Extracted information -
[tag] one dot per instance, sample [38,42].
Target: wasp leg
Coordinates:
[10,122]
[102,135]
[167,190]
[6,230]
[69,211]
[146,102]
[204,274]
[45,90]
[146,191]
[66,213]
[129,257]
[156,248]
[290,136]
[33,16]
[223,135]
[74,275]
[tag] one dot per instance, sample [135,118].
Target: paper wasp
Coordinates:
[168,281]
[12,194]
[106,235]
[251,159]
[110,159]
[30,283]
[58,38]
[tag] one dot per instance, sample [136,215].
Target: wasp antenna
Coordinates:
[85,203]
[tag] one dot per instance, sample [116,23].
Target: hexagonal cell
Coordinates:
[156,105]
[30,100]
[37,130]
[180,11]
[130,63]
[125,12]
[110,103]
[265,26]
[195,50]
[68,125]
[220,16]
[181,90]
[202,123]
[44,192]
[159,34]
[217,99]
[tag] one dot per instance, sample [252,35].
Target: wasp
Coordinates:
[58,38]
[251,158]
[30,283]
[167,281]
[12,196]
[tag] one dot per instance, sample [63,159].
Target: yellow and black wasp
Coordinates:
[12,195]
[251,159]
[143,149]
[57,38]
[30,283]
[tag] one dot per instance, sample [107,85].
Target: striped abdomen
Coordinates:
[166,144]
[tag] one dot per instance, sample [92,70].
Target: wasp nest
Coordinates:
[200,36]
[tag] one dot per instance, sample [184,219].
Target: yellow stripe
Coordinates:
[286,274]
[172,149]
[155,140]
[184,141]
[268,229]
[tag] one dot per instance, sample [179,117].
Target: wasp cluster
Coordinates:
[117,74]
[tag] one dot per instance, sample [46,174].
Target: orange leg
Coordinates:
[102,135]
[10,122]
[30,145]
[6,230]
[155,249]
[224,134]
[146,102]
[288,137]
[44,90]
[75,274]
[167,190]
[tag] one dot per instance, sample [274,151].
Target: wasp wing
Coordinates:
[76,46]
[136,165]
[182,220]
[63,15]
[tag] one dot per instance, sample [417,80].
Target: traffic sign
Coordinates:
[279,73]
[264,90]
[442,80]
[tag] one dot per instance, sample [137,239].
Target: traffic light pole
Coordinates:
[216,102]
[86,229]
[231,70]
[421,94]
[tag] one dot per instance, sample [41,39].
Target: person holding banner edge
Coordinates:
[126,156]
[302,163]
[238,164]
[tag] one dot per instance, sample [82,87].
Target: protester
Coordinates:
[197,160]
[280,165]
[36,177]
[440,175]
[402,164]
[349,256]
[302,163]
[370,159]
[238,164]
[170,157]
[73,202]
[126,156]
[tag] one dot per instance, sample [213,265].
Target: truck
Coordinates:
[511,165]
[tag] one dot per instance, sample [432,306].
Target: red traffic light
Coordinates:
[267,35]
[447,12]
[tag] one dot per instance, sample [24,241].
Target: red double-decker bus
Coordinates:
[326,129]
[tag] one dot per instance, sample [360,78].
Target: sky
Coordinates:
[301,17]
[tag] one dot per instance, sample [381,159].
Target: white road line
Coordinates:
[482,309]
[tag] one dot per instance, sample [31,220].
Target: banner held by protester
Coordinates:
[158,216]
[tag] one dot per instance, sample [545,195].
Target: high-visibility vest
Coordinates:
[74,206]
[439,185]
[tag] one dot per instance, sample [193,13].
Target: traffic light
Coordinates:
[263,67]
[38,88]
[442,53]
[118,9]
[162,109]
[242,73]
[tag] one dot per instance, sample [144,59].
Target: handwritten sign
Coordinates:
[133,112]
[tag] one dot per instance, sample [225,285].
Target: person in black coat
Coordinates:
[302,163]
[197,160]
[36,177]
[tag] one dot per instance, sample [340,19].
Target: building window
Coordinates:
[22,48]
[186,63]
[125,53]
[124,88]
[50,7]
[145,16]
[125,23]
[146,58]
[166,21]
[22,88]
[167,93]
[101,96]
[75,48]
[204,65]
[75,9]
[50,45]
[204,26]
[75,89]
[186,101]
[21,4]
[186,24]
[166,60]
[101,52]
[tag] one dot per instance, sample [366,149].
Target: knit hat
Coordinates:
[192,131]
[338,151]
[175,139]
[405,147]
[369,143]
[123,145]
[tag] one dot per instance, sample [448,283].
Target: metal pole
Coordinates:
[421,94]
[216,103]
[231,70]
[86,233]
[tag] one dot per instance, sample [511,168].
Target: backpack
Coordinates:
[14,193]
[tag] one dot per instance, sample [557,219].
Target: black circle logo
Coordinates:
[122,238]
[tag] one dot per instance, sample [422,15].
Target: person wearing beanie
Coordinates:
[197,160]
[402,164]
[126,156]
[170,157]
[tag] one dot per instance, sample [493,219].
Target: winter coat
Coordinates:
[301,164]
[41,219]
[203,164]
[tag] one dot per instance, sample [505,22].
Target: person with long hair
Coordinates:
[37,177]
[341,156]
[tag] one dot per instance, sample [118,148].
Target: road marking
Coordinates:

Task goal - Beginning with the line that contains "[tag] one dot per instance, sample [24,241].", repeat every line through the end of the records and nothing more.

The response -
[tag] one dot per instance, sample [24,241].
Target: red double-decker bus
Coordinates:
[326,129]
[tag] one dot per instance, sample [360,78].
Target: sky
Coordinates:
[301,17]
[tag] one dot per instance, sample [381,159].
Target: white road line
Coordinates:
[482,309]
[tag] one dot per instance, sample [31,220].
Target: banner held by protester
Coordinates:
[158,216]
[tag] one dot per instance, sample [545,195].
Target: high-visibility vest
Coordinates:
[74,206]
[439,185]
[tag] one dot per instance, sample [193,13].
Target: traffic light
Coordinates:
[263,67]
[38,88]
[442,53]
[118,9]
[162,109]
[242,73]
[tag] one dot per instance, sample [144,59].
Target: handwritten sign
Coordinates:
[133,112]
[tag] one dot per instance, sample [225,285].
Target: person in black coat
Coordinates:
[302,163]
[197,160]
[36,177]
[tag] one dot per instance, sample [340,19].
Target: building window
Coordinates:
[22,48]
[186,63]
[125,53]
[124,88]
[50,7]
[145,16]
[125,23]
[146,58]
[166,21]
[22,88]
[167,93]
[101,96]
[75,48]
[204,65]
[75,9]
[50,45]
[204,26]
[75,89]
[186,101]
[21,4]
[186,24]
[166,60]
[101,52]
[tag] one dot per instance, sample [366,149].
Target: knit hat
Coordinates:
[192,131]
[338,151]
[175,139]
[405,147]
[369,143]
[123,145]
[tag] one dot per instance, sample [448,283].
Target: metal pole
Coordinates:
[421,94]
[216,103]
[231,70]
[86,233]
[tag] one dot per instance, sample [511,168].
Target: backpack
Coordinates:
[14,193]
[tag] one dot per instance, sample [557,219].
Target: black circle logo
Coordinates:
[122,238]
[tag] one dot per instance, sample [422,15].
Target: person wearing beanie
Coordinates:
[197,160]
[402,164]
[126,156]
[170,157]
[tag] one dot per instance, sample [493,219].
Target: winter coat
Coordinates:
[301,164]
[41,219]
[203,164]
[tag] one dot per instance, sample [505,22].
Target: person with long hair
Coordinates:
[37,177]
[341,156]
[tag] one dot per instance, sample [118,148].
Target: road marking
Coordinates:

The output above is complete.